● Brief: Count the lines in the entries below that contain the string "door", treating uppercase and lowercase as different, and reply with the number alone.

● Data supplied:
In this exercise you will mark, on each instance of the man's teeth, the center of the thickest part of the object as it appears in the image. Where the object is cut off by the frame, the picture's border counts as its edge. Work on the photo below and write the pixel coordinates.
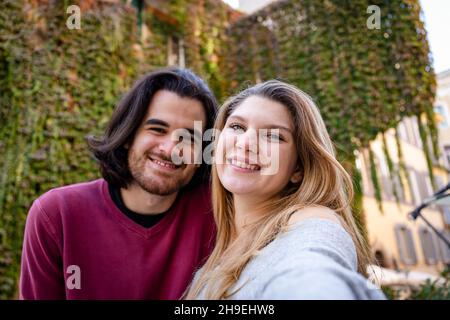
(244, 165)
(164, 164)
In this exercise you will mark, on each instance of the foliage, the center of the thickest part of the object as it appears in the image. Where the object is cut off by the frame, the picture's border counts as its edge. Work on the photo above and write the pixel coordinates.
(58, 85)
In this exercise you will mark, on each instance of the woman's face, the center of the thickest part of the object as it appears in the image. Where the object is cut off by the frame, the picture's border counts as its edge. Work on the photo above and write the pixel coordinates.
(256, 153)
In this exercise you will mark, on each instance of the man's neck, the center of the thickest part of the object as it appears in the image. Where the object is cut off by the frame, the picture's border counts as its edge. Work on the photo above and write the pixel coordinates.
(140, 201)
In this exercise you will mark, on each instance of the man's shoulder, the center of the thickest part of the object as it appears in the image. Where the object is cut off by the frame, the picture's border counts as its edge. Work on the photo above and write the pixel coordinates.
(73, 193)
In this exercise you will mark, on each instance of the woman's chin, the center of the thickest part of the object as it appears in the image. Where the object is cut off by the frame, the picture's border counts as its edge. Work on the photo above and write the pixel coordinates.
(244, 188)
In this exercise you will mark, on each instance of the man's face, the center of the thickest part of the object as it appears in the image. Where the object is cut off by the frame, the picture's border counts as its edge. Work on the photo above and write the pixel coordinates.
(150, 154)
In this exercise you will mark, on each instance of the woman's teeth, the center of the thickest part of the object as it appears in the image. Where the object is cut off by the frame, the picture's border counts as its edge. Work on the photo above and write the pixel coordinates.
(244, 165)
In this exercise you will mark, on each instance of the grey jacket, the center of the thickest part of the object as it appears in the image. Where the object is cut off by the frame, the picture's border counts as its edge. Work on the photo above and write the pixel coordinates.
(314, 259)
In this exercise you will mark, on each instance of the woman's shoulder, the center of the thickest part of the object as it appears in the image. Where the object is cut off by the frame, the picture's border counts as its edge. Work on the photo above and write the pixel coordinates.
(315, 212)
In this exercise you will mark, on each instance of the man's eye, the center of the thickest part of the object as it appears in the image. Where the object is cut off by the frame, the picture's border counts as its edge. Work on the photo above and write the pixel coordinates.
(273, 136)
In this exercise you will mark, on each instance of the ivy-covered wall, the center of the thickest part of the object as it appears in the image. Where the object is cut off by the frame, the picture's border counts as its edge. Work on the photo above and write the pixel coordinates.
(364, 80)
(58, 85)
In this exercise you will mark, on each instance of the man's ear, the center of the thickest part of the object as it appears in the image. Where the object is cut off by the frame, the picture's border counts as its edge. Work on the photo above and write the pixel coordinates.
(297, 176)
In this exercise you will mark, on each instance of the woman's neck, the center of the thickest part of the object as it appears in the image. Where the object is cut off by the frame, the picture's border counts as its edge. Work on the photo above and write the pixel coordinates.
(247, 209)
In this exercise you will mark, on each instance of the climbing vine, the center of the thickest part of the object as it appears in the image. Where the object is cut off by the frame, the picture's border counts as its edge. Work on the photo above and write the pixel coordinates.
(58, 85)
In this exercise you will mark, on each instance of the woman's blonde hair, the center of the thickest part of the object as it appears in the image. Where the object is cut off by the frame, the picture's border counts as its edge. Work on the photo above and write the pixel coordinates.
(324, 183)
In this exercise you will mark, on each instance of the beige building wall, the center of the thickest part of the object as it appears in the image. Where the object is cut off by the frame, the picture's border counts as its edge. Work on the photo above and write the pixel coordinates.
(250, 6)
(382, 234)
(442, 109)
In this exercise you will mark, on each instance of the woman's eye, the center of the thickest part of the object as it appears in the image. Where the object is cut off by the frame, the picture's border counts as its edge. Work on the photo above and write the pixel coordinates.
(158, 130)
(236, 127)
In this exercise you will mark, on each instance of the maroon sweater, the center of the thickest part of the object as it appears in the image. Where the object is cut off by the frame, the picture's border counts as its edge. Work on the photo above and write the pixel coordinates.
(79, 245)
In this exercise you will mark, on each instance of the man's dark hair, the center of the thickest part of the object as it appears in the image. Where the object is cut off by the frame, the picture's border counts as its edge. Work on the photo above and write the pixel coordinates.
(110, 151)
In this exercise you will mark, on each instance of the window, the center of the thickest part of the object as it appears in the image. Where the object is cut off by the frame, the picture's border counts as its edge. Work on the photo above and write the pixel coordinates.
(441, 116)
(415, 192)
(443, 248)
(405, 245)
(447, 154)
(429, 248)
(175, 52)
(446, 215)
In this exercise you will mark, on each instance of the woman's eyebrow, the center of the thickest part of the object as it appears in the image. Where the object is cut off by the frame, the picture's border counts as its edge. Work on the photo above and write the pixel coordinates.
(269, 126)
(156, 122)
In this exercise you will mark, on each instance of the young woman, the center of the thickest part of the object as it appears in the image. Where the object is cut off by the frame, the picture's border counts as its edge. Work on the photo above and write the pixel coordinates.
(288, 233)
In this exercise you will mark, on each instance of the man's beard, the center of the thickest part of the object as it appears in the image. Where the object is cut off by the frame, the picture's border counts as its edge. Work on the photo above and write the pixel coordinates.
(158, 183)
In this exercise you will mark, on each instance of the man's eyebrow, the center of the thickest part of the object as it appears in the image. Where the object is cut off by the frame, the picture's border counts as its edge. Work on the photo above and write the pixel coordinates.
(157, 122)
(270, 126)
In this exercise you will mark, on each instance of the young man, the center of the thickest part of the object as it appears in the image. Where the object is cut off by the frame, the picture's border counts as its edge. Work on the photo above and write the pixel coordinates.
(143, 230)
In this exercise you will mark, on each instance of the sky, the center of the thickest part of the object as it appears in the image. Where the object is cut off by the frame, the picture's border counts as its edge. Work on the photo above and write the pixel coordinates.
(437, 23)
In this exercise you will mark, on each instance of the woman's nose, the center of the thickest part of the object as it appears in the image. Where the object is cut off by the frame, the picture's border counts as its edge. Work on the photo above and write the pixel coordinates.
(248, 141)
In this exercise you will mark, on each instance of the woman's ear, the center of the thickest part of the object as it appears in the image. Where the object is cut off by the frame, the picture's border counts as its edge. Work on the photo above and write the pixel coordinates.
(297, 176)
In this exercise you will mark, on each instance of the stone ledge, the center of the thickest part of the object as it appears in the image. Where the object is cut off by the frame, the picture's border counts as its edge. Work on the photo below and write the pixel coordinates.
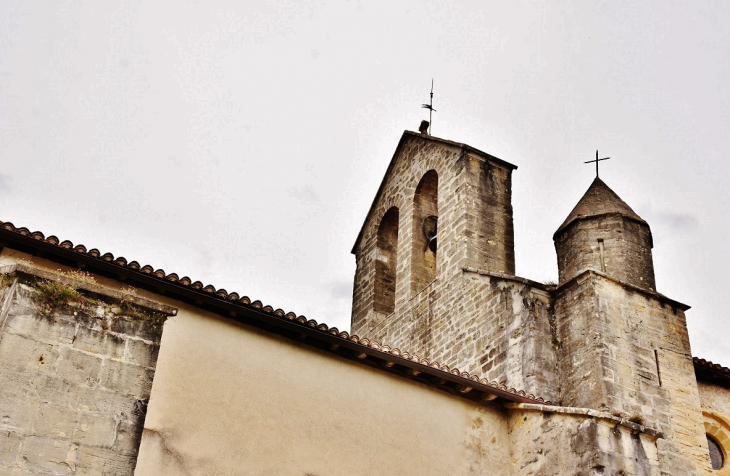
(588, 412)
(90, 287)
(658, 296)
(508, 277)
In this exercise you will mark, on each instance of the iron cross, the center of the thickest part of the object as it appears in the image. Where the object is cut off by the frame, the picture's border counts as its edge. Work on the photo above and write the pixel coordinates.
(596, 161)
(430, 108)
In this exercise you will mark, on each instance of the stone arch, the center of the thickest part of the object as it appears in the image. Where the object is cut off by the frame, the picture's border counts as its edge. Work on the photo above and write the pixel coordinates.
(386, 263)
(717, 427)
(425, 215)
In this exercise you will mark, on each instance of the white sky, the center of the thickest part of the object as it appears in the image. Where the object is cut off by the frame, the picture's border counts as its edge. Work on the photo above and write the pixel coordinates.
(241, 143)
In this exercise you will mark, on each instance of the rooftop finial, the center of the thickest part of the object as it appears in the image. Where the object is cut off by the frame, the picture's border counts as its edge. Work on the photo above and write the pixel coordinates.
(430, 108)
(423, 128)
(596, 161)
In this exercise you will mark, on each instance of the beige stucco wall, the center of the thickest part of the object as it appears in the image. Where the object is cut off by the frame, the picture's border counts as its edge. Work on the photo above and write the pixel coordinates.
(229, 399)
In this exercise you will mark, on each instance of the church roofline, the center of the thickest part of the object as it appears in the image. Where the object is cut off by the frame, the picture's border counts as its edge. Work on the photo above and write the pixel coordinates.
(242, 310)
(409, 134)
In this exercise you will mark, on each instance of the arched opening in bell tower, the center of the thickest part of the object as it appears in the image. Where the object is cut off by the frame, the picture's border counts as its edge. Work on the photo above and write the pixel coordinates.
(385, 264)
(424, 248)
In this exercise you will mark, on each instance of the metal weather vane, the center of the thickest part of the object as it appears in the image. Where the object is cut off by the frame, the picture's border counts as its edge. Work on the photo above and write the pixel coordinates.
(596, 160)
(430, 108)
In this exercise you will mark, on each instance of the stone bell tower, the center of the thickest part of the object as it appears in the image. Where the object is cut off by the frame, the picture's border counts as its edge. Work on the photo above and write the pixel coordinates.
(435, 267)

--

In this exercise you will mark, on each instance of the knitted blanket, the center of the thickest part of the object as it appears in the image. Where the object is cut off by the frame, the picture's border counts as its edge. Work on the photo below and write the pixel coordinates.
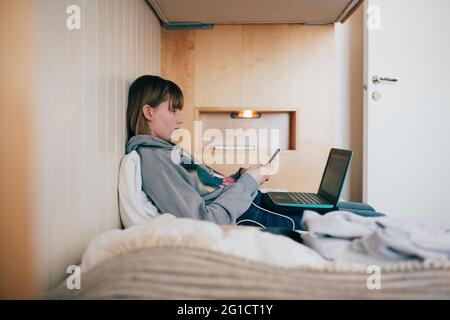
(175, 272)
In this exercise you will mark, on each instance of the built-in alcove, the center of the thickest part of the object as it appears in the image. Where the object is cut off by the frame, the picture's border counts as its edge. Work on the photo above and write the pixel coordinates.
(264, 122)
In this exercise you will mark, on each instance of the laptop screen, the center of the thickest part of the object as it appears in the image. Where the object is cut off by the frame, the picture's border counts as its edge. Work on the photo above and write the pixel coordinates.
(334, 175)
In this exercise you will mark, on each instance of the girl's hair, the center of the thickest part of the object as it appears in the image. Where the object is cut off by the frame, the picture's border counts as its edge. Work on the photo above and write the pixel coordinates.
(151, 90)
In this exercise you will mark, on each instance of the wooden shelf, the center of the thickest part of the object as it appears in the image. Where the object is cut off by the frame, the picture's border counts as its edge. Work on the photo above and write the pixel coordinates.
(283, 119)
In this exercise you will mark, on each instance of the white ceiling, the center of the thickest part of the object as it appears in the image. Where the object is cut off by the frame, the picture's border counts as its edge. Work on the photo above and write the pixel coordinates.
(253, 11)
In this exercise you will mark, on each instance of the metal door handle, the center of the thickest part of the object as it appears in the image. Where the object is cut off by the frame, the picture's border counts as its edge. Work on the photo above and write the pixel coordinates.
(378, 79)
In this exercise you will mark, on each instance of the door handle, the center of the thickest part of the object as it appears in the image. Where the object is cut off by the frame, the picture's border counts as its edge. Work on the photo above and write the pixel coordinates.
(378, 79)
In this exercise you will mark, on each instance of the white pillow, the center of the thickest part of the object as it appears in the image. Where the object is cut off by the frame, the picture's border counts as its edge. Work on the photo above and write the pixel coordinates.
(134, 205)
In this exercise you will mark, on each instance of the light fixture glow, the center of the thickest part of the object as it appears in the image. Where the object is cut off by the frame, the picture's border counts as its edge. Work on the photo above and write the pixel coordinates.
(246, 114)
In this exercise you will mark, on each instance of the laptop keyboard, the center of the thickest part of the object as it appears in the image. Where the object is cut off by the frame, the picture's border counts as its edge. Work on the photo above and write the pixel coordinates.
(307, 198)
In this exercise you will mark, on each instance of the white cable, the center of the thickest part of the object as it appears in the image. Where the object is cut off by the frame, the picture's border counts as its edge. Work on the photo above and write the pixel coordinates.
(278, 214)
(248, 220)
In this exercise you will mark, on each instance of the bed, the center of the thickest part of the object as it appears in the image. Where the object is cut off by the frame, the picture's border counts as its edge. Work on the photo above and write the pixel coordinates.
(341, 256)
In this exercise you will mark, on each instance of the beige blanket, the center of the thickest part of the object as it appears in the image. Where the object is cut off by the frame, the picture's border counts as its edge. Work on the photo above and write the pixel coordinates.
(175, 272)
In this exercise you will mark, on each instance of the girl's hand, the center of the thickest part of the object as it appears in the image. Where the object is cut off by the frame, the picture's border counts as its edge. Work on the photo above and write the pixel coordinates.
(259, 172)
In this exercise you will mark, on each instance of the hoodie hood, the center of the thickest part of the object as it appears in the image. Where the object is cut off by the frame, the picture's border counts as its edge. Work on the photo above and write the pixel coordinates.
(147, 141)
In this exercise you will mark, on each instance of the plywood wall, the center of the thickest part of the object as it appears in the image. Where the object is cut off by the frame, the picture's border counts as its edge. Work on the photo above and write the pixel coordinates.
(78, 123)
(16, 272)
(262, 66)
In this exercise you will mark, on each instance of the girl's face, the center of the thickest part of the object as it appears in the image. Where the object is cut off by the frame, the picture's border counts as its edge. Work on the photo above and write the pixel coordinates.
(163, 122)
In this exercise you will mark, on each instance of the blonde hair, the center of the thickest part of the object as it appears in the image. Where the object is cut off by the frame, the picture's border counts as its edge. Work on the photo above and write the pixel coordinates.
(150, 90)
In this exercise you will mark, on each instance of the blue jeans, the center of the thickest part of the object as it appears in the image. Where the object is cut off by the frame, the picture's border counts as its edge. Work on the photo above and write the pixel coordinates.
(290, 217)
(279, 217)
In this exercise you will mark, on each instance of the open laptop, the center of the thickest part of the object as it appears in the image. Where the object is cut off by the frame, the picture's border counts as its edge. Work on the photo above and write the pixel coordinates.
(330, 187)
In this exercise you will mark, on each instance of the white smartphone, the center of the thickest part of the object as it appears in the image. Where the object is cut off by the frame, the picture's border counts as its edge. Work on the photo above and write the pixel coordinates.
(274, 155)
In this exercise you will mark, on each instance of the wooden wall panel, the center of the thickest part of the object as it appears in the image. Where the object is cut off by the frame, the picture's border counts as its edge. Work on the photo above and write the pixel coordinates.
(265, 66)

● Written response: 2